- Opening Delimiter -

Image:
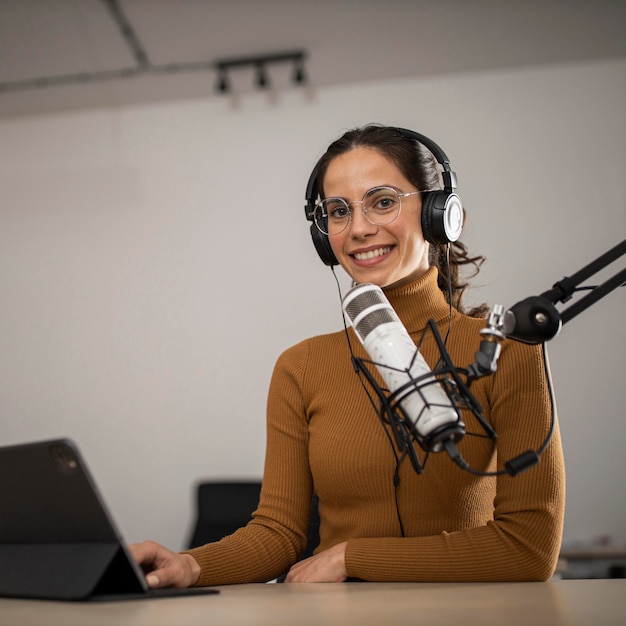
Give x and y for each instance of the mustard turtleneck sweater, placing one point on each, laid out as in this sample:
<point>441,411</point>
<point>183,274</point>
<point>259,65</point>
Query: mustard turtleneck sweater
<point>323,436</point>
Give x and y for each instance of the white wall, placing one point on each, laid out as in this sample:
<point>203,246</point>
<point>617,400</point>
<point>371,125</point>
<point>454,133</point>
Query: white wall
<point>154,261</point>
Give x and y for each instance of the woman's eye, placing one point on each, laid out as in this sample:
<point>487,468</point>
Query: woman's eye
<point>384,203</point>
<point>337,211</point>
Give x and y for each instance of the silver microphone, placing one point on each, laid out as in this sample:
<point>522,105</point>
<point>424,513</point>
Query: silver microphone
<point>432,417</point>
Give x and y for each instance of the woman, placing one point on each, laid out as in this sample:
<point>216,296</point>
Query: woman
<point>379,519</point>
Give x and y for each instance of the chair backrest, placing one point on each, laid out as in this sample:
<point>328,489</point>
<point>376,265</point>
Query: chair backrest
<point>221,508</point>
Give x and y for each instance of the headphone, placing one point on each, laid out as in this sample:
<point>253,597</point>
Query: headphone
<point>442,212</point>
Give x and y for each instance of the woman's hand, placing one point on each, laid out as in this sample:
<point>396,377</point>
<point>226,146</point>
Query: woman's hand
<point>163,567</point>
<point>326,567</point>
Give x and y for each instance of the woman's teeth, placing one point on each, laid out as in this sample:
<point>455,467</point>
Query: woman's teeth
<point>363,256</point>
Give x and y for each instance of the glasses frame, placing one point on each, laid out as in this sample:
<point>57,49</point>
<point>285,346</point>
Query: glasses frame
<point>364,210</point>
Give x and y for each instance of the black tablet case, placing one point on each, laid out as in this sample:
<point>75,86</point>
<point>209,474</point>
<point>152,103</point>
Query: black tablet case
<point>57,539</point>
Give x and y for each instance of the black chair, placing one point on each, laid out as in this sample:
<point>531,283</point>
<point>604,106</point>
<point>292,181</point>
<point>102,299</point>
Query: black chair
<point>221,508</point>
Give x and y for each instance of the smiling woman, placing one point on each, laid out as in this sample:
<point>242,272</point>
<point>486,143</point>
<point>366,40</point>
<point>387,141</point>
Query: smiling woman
<point>383,215</point>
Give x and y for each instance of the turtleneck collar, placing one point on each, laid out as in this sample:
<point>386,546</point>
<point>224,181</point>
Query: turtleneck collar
<point>418,301</point>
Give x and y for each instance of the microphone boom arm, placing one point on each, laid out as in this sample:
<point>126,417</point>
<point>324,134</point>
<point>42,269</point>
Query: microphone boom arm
<point>536,319</point>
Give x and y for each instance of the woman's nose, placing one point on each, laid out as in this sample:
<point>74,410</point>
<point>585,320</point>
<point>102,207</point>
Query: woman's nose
<point>359,224</point>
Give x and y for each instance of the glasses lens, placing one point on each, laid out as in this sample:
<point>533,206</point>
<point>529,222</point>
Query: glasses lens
<point>332,215</point>
<point>381,205</point>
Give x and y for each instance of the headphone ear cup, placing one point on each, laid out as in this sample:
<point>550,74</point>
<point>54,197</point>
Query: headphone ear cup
<point>322,245</point>
<point>442,217</point>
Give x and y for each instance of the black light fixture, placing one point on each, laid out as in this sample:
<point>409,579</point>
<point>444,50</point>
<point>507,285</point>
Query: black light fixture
<point>223,86</point>
<point>260,65</point>
<point>262,79</point>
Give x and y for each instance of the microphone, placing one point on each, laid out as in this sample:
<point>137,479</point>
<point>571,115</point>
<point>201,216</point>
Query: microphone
<point>429,413</point>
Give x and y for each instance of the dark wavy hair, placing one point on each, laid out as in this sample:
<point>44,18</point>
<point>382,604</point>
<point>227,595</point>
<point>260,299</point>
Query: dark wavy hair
<point>419,166</point>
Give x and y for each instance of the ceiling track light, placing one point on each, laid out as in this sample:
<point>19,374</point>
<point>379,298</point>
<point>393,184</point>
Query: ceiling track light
<point>260,64</point>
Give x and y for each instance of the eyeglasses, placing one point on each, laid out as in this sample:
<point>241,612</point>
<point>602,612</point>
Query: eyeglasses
<point>380,206</point>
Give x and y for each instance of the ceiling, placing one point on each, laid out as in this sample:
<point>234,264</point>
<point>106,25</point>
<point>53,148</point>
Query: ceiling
<point>58,55</point>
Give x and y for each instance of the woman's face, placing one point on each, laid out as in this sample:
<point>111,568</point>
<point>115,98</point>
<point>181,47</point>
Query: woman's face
<point>383,255</point>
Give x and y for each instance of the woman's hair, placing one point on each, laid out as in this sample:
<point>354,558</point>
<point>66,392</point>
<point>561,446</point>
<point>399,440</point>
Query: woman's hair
<point>420,167</point>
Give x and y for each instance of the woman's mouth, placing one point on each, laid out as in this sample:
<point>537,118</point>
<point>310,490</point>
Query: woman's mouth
<point>371,254</point>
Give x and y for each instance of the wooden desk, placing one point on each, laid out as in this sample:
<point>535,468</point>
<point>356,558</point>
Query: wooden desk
<point>558,602</point>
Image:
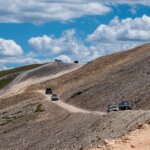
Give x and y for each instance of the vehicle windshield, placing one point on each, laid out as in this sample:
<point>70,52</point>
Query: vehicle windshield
<point>114,106</point>
<point>125,103</point>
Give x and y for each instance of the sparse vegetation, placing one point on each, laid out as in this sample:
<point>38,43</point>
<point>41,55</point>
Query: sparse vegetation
<point>39,108</point>
<point>4,82</point>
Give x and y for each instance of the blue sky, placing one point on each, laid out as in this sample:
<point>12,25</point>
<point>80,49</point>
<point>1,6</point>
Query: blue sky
<point>37,31</point>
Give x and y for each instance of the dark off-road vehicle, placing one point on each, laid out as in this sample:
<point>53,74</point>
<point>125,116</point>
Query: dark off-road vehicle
<point>112,107</point>
<point>125,105</point>
<point>48,91</point>
<point>54,97</point>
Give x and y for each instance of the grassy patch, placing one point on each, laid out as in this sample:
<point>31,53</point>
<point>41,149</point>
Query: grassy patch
<point>19,69</point>
<point>39,108</point>
<point>4,82</point>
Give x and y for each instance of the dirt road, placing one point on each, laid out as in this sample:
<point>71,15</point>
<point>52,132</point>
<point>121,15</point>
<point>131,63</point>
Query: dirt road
<point>69,108</point>
<point>20,84</point>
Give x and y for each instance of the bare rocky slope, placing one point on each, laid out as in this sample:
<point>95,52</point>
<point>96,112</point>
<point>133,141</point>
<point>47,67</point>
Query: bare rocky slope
<point>28,120</point>
<point>108,79</point>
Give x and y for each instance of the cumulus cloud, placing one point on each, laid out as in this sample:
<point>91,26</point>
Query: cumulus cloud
<point>123,30</point>
<point>2,67</point>
<point>9,48</point>
<point>68,44</point>
<point>64,58</point>
<point>40,11</point>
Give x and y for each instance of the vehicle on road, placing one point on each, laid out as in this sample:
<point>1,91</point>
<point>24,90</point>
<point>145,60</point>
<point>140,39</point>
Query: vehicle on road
<point>54,97</point>
<point>48,91</point>
<point>125,105</point>
<point>112,107</point>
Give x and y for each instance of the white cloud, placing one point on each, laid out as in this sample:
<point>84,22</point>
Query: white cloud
<point>2,67</point>
<point>40,11</point>
<point>64,58</point>
<point>9,48</point>
<point>66,44</point>
<point>125,30</point>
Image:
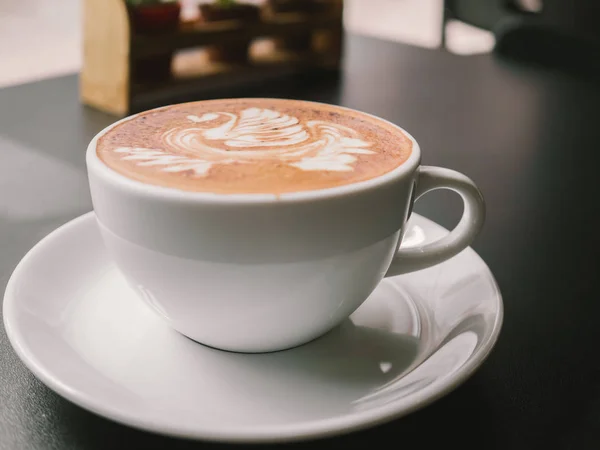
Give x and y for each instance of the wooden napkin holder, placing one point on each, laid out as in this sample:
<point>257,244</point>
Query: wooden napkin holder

- Closing Delimiter -

**WHAT IS BEING ASKED**: For every line above that includes the word "napkin", return the line.

**SOLVED PROBLEM**:
Give x and y for each instance of the wooden napkin holder, placing one point on each, laid out as in this sample:
Query: wooden napkin holder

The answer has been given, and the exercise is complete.